TASKS FOR THIS EXERCISE:
1: Check these statements against the text on the Darlington nuclear project. For each, answer yes or no and quote the words of the text that settle it. (a) Seven Williams Treaties First Nations put CAD 700 million into the project. (b) Ontario's grid operator judged the reactors to be flatly cheaper than wind, solar and storage. (c) The mandatory hearing on the Clinch River permit is set for December.
2: Update the text on the Darlington nuclear project by writing out the part from "In Tennessee, the" up to and including "behind the project." with "mandatory hearing" replaced by "public hearing".
3: Take the text on the Darlington nuclear project further, picking up from where it stops.

SOURCE TEXT:
The Canada Growth Fund and the Building Ontario Fund are each taking a minority stake, putting up CAD 3 billion in equity between them.
In June, the ownership structure got one more name on it, and it is the most interesting one. Seven Williams Treaties First Nations put CAD 700 million into the project, structured as a commercial loan that converts to equity once all four units are built. It is the first time First Nations have taken an equity position in a nuclear project in Canada, backed by what the federal finance minister called the largest Indigenous loan guarantee the country has ever issued, split 50/50 between Ottawa and Ontario.
“Today, our Nations are taking a historic step forward,” the Chiefs said in a joint statement. The province’s argument for the structure is less lyrical and more practical: cheaper borrowing, which it projects could save ratepayers up to CAD 15 billion over the life of the four units.
As for the power itself, Ontario’s grid operator put it at about 14.9 cents per kilowatt-hour, contingent on federal investment tax credits. It priced an equivalent build-out of wind, solar and storage at 13.5 to 18.4 cents, and concluded the reactors were the lower-risk option rather than the flatly cheaper one.
Not everyone buys it. Jack Gibbons of the Ontario Clean Air Alliance told the Globe and Mail that SMRs are the highest-cost way to keep the lights on and will push rates up. Whether the 14.9 holds depends entirely on the first reactor coming in on budget, which is the part nobody can promise.
Why the rest of the world is watching a hole in the ground
The reason this particular construction site matters beyond Ontario is that Darlington is the reference unit for a much bigger plan.
In Tennessee, the Tennessee Valley Authority became the first U.S. utility to file a construction permit application for a BWRX-300, for a single reactor at its Clinch River site near Oak Ridge. The U.S. Nuclear Regulatory Commission docketed that application in July 2025, and in June its staff published a safety evaluation report formally recommending the commission grant the permit.
That came in ahead of the agency’s own November target, and the mandatory hearing is now set for August 13, months earlier than the original December schedule. The final call belongs to the commissioners. The Department of Energy has already put a USD 400 million grant behind the project.

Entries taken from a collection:
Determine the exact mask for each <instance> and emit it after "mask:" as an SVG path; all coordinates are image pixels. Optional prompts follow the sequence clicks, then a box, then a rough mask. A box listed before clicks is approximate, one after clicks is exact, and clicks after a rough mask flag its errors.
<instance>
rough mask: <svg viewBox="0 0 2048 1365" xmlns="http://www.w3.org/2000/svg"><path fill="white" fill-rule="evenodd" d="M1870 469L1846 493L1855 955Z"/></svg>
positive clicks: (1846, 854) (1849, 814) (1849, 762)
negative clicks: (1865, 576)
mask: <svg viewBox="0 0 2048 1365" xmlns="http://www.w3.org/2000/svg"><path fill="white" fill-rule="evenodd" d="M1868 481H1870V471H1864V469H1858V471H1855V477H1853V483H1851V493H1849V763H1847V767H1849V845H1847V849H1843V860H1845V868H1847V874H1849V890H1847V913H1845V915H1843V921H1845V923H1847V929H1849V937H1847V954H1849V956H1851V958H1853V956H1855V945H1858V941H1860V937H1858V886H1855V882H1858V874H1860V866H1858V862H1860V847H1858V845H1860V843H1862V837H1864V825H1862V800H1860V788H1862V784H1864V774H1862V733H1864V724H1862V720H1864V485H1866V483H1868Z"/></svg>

RESPONSE LIST:
1:
(a) Yes: "Seven Williams Treaties First Nations put CAD 700 million into the project"
(b) No: "concluded the reactors were the lower-risk option rather than the flatly cheaper one"
(c) No: "the mandatory hearing is now set for August 13, months earlier than the original December schedule"

2:
In Tennessee, the Tennessee Valley Authority became the first U.S. utility to file a construction permit application for a BWRX-300, for a single reactor at its Clinch River site near Oak Ridge. The U.S. Nuclear Regulatory Commission docketed that application in July 2025, and in June its staff published a safety evaluation report formally recommending the commission grant the permit.
That came in ahead of the agency’s own November target, and the public hearing is now set for August 13, months earlier than the original December schedule. The final call belongs to the commissioners. The Department of Energy has already put a USD 400 million grant behind the project.

3:
Poland’s Orlen Synthos Green Energy plans a fleet of about 24 of the reactors, with its first unit targeted near Wloclawek by 2032, and utilities in Sweden, Estonia, Hungary and the Canadian province of Saskatchewan are all somewhere on the same path.
The whole economic argument for SMRs rests on standardization, on building the identical machine over and over until the price comes down, the way the Darlington refurbishment shaved 250 days off its second reactor compared with its first.
Darlington is where that theory either holds up or it doesn’t. Get the first one right and the next two dozen get easier and cheaper to finance. Blow the budget and every utility watching quietly revises its plans.
The basemat is set, the cranes are lifting the reactor building up out of the shaft, and OPG is leaning hard on the roughly 8,000 lessons it logged refurbishing the existing Darlington reactors. That CAD 12.8 billion project wrapped up construction in February, four months ahead of schedule and CAD 150 million under budget, which in the global nuclear industry is close to a miracle.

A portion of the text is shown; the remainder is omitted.